* _What you will do_: Please pull out each line in the rows below that contains the string "base", and copy those lines unchanged.

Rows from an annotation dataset

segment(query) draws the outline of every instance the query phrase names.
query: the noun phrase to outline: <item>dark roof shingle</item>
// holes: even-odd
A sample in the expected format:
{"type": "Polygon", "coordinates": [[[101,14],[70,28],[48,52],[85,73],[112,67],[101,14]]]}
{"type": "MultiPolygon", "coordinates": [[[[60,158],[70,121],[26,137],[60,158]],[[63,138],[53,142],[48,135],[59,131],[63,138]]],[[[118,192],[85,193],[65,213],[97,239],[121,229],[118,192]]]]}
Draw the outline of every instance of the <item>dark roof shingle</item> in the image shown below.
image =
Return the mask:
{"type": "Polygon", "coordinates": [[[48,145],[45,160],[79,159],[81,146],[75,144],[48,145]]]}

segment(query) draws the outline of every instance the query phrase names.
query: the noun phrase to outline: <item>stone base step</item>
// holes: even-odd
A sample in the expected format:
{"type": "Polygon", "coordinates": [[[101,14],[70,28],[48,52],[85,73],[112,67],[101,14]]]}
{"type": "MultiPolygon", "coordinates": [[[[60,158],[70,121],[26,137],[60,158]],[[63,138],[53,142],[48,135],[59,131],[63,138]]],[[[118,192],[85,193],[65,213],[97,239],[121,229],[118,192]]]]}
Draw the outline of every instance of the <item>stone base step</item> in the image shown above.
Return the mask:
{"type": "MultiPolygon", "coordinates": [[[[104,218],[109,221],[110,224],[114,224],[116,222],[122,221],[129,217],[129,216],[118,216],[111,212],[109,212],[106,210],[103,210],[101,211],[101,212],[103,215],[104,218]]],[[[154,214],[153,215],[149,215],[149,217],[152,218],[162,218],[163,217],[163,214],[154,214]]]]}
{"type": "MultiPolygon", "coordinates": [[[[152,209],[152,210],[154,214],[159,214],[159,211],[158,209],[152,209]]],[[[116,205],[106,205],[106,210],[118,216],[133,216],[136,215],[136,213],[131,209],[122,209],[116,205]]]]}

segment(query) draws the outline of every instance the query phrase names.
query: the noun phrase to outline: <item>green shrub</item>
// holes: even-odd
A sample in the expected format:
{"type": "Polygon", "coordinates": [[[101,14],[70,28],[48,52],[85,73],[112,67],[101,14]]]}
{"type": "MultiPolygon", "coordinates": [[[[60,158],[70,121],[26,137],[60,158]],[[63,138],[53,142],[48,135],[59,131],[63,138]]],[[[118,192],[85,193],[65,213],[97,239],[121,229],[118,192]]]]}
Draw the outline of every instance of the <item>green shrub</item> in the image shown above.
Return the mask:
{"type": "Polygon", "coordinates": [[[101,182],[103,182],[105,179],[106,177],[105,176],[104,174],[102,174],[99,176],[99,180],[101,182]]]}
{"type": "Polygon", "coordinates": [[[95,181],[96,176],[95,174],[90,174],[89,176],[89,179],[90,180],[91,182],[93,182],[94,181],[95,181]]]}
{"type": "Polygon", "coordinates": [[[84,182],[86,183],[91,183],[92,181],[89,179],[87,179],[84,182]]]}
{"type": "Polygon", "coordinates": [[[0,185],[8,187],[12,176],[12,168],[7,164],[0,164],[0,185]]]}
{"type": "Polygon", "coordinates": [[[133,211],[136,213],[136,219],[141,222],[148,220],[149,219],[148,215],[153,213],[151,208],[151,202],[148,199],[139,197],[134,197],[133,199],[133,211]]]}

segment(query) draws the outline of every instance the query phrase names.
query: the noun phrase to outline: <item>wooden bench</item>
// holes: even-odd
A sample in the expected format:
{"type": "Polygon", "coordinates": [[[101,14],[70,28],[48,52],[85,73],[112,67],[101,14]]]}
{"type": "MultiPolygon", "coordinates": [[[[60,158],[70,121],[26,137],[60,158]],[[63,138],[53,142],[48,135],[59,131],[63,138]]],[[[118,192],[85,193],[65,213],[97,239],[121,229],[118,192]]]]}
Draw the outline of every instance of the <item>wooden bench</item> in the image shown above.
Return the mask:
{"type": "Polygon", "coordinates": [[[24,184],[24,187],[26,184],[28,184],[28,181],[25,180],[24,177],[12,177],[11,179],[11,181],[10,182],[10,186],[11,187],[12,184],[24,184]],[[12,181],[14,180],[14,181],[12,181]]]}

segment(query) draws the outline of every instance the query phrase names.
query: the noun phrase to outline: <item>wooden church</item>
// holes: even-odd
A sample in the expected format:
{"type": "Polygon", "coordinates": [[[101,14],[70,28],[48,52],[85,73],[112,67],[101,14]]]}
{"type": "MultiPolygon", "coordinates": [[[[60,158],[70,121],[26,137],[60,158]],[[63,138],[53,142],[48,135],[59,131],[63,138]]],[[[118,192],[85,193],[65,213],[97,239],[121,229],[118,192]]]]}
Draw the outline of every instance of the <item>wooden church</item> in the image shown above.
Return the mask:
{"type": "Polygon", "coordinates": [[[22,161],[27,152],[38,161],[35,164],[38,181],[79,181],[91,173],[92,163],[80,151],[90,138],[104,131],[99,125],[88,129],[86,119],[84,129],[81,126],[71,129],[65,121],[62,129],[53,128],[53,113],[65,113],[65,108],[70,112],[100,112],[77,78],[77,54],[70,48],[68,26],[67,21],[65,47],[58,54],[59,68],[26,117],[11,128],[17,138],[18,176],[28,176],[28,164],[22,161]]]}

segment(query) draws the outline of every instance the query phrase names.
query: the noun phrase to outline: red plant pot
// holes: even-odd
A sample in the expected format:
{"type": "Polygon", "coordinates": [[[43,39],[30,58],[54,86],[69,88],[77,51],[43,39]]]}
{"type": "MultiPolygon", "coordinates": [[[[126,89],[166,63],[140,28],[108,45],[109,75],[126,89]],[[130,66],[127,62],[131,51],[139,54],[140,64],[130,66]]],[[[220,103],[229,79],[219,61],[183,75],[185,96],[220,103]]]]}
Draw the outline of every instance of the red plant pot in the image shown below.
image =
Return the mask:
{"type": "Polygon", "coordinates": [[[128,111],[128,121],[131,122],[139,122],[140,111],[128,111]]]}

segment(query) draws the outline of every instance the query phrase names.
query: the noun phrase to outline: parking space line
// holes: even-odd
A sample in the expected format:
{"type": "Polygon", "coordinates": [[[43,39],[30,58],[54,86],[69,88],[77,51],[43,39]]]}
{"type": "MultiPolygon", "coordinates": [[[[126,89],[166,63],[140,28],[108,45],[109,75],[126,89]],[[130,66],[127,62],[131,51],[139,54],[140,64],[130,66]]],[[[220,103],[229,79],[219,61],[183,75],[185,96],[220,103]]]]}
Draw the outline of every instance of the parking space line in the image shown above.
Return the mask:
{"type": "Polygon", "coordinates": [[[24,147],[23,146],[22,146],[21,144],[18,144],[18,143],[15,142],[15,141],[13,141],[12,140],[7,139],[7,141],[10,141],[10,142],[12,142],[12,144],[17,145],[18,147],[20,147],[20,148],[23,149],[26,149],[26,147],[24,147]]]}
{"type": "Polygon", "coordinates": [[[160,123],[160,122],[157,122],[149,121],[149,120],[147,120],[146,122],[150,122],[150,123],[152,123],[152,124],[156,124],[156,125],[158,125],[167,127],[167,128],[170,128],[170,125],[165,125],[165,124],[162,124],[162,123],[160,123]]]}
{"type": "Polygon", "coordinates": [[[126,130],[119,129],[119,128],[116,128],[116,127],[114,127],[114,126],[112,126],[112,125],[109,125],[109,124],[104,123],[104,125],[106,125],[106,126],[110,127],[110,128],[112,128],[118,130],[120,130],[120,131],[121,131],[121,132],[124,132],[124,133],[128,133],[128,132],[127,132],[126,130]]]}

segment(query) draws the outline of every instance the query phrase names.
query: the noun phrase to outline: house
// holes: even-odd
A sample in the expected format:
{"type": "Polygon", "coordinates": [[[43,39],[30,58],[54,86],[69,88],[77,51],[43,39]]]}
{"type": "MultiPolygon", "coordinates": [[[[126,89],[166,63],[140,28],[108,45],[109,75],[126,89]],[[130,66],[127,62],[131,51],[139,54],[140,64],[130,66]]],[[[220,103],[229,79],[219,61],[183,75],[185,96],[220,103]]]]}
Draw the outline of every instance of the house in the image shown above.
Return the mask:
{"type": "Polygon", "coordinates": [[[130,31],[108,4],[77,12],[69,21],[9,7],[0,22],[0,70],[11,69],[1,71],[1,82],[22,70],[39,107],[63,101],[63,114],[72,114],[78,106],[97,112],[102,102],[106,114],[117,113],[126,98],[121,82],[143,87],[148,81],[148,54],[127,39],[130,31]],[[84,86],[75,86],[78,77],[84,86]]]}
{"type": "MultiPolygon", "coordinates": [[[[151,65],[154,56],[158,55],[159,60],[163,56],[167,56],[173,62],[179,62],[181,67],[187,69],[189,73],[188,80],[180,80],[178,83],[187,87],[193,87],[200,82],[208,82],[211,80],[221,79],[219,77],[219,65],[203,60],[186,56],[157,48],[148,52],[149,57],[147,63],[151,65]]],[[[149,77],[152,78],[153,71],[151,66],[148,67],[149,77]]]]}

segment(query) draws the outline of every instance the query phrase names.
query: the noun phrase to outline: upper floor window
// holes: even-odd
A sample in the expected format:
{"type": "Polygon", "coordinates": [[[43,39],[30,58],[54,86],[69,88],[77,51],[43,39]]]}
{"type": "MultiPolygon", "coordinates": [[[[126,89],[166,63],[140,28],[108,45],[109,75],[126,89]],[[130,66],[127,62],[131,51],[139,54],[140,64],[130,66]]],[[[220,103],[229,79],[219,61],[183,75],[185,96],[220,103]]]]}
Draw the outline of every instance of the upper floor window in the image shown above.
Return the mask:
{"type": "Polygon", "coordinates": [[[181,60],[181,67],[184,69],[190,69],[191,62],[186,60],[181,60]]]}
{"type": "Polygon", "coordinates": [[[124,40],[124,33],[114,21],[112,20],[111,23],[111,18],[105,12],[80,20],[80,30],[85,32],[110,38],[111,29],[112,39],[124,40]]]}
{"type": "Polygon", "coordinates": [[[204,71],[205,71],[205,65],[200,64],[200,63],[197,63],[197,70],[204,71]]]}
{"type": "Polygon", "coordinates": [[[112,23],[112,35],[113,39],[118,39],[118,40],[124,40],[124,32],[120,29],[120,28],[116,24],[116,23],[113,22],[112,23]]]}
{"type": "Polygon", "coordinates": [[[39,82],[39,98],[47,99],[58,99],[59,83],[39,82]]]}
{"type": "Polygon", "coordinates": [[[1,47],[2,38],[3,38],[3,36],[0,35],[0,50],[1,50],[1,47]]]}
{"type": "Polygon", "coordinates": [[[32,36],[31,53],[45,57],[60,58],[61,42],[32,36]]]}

* _Result of this task_:
query: the noun phrase to outline: <item>stone base step</item>
Draw the outline of every instance of the <item>stone base step</item> in the image shown above.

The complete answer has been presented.